* start Material shown *

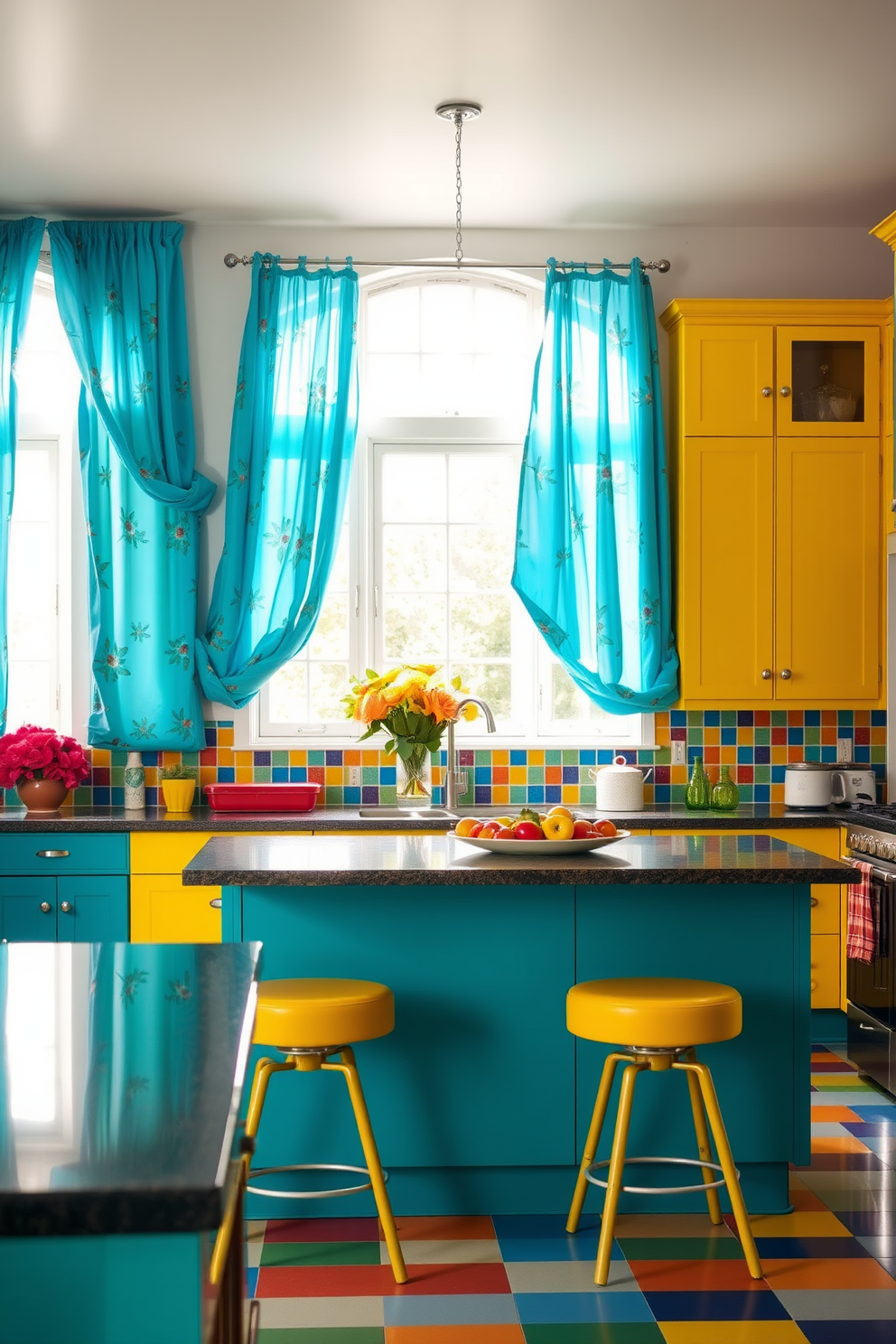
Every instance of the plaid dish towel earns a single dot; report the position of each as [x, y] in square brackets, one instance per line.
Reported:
[860, 924]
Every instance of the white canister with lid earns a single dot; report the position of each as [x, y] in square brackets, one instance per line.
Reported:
[809, 784]
[620, 787]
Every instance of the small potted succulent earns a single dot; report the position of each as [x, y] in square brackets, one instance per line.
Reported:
[42, 766]
[178, 787]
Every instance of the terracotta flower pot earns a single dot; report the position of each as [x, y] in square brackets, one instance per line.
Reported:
[179, 795]
[42, 795]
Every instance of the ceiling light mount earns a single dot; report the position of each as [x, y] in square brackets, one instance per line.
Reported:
[458, 113]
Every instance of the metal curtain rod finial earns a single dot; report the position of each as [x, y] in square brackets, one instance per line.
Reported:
[231, 259]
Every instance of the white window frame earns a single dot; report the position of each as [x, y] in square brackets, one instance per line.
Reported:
[253, 727]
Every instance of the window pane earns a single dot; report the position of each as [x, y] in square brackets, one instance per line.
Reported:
[288, 693]
[490, 682]
[415, 627]
[481, 627]
[480, 558]
[413, 488]
[414, 556]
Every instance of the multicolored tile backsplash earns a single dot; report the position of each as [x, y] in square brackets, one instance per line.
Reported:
[757, 743]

* end Material shown *

* What to produce *
Print the listing unchanged, starting at the line that contains "Every instance of the metal" and ending at its last line.

* The result *
Every instance of the metal curtain rod finial earns a single dot; report the position of each as [x, y] in square brackets, one instance per line.
Reported:
[231, 259]
Every instance of the white window frame earns a single dot; report the position of each as [x, y] in square brackets, one instance per line.
Reported:
[253, 727]
Every instance of the window pane earns a single dot; report the position of each as [x, y] in square brackets, one instance per line.
Reported:
[288, 693]
[490, 682]
[415, 627]
[481, 627]
[480, 558]
[413, 488]
[414, 556]
Every instance of the multicolored tile backsplash earns a single dot; report the position of each as [x, y] in square brackets, one instance per line.
Reported:
[757, 743]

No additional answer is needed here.